*Written request*.
Set down the material below word for word, leaving every line unchanged.

*Records for the task*.
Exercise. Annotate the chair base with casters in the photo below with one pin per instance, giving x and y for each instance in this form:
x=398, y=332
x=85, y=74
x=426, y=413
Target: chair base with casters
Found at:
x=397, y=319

*Written reply*.
Exercise. Annotate the chair base with casters in the photo below with one pin per instance, giving x and y for each instance in this form:
x=398, y=332
x=85, y=74
x=426, y=413
Target: chair base with casters
Found at:
x=397, y=319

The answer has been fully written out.